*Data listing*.
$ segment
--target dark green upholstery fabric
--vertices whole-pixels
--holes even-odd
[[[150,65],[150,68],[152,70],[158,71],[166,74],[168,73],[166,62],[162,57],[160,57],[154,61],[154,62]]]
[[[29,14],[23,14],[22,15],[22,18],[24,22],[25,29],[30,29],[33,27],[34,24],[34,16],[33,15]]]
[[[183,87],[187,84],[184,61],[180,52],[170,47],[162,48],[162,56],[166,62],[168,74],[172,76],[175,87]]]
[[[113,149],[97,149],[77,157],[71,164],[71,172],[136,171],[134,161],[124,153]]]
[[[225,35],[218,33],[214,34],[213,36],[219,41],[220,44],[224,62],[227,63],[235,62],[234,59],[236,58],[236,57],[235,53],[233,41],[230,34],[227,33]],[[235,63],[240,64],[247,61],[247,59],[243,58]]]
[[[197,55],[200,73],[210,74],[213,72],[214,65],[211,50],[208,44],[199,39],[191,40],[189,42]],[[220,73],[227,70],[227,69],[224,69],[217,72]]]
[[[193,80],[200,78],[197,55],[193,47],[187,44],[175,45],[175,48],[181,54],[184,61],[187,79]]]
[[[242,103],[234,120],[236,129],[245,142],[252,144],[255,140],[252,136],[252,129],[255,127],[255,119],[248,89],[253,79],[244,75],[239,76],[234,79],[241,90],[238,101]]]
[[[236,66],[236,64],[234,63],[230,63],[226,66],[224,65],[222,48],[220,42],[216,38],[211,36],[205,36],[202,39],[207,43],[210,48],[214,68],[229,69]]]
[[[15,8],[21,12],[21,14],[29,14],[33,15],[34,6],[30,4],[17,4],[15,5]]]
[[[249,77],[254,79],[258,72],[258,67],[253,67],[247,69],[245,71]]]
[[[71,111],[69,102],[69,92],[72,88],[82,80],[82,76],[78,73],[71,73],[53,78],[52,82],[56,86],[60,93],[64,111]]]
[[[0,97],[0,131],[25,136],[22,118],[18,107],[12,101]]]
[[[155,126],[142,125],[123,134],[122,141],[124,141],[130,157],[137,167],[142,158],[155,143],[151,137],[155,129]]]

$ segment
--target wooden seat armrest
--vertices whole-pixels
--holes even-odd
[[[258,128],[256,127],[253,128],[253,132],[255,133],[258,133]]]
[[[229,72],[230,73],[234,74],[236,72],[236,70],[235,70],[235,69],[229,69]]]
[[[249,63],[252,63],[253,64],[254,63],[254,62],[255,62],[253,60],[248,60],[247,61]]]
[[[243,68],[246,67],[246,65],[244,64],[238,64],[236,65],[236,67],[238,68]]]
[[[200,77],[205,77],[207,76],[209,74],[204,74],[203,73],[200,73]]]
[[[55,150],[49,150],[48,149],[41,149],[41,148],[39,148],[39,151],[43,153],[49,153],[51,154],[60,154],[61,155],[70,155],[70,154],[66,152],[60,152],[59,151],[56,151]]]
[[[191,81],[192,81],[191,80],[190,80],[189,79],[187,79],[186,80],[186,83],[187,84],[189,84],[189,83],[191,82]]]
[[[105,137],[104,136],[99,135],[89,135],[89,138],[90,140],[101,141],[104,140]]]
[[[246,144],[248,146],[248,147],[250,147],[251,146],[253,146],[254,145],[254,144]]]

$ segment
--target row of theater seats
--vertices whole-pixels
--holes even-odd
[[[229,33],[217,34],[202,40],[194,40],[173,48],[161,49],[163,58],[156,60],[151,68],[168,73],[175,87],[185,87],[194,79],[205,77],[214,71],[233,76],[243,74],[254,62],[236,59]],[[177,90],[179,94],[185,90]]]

*What to work on*.
Count the lines in the items above that contain the string "target", with case counting, and reply with the number alone.

*Complete response*.
3